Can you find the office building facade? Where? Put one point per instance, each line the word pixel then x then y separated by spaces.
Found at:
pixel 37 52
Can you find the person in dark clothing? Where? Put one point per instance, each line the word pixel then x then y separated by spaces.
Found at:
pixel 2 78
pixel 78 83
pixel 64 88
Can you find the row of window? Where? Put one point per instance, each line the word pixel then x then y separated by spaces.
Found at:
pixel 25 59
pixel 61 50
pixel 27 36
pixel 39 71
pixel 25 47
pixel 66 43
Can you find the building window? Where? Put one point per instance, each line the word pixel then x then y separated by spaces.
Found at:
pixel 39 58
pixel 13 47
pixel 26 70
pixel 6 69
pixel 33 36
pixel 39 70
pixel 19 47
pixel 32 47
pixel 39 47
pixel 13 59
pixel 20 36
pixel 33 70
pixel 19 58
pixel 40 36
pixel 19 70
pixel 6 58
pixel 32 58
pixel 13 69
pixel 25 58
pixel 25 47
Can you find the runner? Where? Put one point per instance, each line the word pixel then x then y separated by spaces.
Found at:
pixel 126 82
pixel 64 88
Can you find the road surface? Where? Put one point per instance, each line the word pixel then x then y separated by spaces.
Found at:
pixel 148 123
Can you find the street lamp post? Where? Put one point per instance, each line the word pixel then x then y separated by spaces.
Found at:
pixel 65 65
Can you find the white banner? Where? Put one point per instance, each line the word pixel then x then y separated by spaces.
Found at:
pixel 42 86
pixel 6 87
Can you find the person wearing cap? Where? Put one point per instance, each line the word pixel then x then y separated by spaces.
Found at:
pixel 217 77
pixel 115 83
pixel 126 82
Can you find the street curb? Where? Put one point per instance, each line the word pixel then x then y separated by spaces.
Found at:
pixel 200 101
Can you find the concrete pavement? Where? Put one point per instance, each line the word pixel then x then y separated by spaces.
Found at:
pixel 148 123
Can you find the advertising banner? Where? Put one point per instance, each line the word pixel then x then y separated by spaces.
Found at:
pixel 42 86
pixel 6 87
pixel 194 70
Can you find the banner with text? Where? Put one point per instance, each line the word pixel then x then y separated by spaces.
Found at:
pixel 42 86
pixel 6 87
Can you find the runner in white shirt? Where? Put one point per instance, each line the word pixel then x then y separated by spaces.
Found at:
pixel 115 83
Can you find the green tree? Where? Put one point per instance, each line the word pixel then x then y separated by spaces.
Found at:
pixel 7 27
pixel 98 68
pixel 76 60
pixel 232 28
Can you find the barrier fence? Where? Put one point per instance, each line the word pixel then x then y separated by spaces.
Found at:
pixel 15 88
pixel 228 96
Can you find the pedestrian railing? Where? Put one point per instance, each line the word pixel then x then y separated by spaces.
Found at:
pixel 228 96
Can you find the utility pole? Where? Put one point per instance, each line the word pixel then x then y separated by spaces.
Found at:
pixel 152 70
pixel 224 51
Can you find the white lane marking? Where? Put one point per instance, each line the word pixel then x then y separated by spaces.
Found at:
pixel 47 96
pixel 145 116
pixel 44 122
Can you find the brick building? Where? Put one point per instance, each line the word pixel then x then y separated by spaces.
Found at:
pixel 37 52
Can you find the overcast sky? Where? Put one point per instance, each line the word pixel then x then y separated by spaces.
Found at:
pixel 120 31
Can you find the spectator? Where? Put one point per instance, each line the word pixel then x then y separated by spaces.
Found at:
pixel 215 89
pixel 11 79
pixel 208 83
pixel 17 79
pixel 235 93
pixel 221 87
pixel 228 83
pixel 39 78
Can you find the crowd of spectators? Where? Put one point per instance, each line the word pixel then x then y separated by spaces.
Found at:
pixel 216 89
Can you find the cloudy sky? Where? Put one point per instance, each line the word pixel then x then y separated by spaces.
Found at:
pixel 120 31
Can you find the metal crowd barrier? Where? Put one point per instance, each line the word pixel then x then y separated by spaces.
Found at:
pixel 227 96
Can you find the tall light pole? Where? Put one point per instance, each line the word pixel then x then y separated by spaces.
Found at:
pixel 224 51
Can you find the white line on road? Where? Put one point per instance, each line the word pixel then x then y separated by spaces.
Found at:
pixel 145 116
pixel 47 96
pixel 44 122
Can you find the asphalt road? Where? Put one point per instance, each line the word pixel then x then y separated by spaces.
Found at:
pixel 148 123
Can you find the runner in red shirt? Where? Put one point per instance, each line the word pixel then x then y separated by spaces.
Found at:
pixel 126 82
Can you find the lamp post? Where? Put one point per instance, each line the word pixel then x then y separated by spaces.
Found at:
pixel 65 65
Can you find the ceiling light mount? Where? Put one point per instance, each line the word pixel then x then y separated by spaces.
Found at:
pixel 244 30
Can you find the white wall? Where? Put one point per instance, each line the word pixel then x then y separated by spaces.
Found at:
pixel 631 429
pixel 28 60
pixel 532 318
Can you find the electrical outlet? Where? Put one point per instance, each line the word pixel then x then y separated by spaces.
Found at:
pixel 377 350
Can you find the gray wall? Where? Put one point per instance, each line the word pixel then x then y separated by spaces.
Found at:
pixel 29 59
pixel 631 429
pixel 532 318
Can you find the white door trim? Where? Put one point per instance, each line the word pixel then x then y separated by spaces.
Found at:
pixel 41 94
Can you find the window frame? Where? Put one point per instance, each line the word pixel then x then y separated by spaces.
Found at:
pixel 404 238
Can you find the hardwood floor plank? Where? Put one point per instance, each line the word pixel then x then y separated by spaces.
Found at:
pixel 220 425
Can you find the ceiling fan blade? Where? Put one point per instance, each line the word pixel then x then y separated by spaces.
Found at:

══════════

What you will do ▸ Could you reproduce exactly the lines of the entries above, from the one with "Can you find the person in" through the one with "Can you find the street curb?", and nothing else?

The answer ▸
Can you find the person in dark clothing? Where? Put one point per instance, each line the word pixel then x then y separated by spaces.
Found at:
pixel 2 78
pixel 78 83
pixel 64 88
Can you find the row of window? Where? Put one point per instance, each line the word pixel then x then y separated by spaces.
Found at:
pixel 25 59
pixel 61 50
pixel 27 36
pixel 39 71
pixel 25 47
pixel 66 43
Can you find the building window? Where? Put one point per instance, each line the word pixel then x then y separated by spaces.
Found at:
pixel 39 58
pixel 13 47
pixel 26 70
pixel 6 69
pixel 33 36
pixel 39 70
pixel 19 47
pixel 32 47
pixel 39 47
pixel 13 59
pixel 20 36
pixel 33 70
pixel 19 58
pixel 40 36
pixel 19 70
pixel 6 58
pixel 32 58
pixel 13 69
pixel 25 58
pixel 25 47
Can you find the runner? Where? Put one point per instance, each line the word pixel then x then y separated by spaces.
Found at:
pixel 126 82
pixel 64 88
Can you find the road surface? Where? Put one point per instance, each line the word pixel then x then y separated by spaces.
Found at:
pixel 148 123
Can you find the street lamp post? Where? Put one point per instance, each line the word pixel then x then y separated by spaces.
Found at:
pixel 65 65
Can you find the white banner? Where? Put one point per instance, each line the word pixel then x then y separated by spaces.
Found at:
pixel 42 86
pixel 6 87
Can you find the person wearing cap? Where? Put one point per instance, each line the word pixel then x then y separated by spaces.
Found at:
pixel 217 77
pixel 115 83
pixel 126 82
Can you find the street curb? Where? Put one point per instance, each line the word pixel then x then y separated by spaces.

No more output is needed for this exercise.